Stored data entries
● ● ● ● ● ● ●

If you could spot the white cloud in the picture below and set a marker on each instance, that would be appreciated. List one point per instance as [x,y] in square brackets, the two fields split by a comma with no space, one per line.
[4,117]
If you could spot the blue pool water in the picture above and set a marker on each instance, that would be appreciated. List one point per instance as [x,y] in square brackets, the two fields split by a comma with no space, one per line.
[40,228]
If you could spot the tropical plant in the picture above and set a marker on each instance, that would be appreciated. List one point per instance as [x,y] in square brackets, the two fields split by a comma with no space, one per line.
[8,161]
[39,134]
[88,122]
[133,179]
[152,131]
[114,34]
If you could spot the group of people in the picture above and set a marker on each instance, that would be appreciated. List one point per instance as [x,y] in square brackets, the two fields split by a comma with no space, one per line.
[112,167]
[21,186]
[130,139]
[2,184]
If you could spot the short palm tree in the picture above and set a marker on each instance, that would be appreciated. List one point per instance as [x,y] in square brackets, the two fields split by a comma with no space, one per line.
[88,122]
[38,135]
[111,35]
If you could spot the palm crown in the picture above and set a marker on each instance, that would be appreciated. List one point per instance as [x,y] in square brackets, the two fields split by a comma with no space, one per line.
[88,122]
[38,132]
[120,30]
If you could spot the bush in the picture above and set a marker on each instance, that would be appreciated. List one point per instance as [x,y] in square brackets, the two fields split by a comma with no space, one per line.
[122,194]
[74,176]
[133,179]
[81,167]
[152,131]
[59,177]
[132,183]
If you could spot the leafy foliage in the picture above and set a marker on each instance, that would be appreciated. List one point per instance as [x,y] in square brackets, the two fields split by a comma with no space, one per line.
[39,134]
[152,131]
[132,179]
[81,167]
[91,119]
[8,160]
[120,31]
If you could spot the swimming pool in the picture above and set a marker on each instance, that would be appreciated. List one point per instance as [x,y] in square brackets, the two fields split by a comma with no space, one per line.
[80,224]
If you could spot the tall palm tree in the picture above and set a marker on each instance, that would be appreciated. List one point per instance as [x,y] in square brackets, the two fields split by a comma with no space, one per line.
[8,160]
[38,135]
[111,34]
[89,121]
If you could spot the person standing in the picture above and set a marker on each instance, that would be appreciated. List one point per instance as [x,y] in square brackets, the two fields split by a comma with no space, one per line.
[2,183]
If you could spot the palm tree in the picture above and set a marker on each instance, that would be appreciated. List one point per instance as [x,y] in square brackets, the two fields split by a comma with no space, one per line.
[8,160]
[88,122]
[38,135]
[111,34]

● ● ● ● ● ● ●

About this exercise:
Return the entries above exactly, each one complete.

Answer to this exercise:
If you could spot the white cloud in the picture below and set a marker on each instance, that would be appreciated. List one point per instance as [x,y] in square brackets, the two fields split by a comma with no space, one per line.
[4,117]
If you could spot the blue pool water in the picture above and set a marker on each instance, that would be appreciated. List one point per instance as [x,y] in square brackets, the two fields split by a comma with no space, one per line.
[40,228]
If you could spot the tropical plant in the picture above and set a marker on each instance, that would be appreciated. List one point per instance as [x,y] in square brackets, the two fields split by a comma with no space, one per line.
[8,161]
[39,134]
[88,122]
[133,179]
[152,131]
[114,34]
If you could spot the group of people in the picture above and set a marker on each instance, that would be appreciated. List one point per instance as [x,y] in square brackets, the two fields split by a comma with no space, one per line.
[112,167]
[21,186]
[130,139]
[2,184]
If you could spot the short palm tree in the picture above and set a marker on each instance, that would be appreciated. List one point per instance as [x,y] in square brackets, the two fields split by a comma with no space, one per line.
[88,122]
[38,135]
[111,35]
If you could spot the palm crown in the picture above and set a marker on each instance, that would be appreciated. List one point per instance as [x,y] in square brackets, the two fields split by a comma with no space, one per line.
[88,122]
[38,132]
[120,30]
If you could spot the bush in the picture above and set a marker on each instance, that would be appreciated. List one point per instance as [x,y] in square brackets, the two fields split by a comma with no space, one per line.
[122,194]
[74,176]
[133,179]
[81,167]
[152,131]
[59,177]
[132,183]
If you could spot the leafy foliage in the picture above and set a marker on each instance, that would be appreciated. List one point per instance as [x,y] in square brackets, the two fields split by a comma with no space, one per line.
[39,134]
[152,131]
[132,179]
[81,167]
[91,119]
[8,160]
[120,31]
If you could spot the swimming pool in the picture above and set a marker on each instance, that would be appreciated. List one point per instance as [x,y] in square brackets, the two fields split by a comma with no space, one per line.
[80,224]
If you could spot the tall palm tree in the picture above and set a marker on each instance, that would be appreciated. List one point per instance as [x,y] in square brackets, the two fields split by a comma with no space, one per line.
[8,160]
[38,135]
[111,34]
[89,121]
If you could spot the person standing in the picture above and set a marker on each instance, that would be appreciated. List one point per instance as [x,y] in square brackets, the two fields split by a comma with no space, one per line.
[2,183]
If you could spot the palm tree in the picture above and set a marker on each instance, that would be appreciated. List one point per instance as [x,y] in square brackets, the two fields split by a comma with no space, one per line.
[8,160]
[88,122]
[38,135]
[111,34]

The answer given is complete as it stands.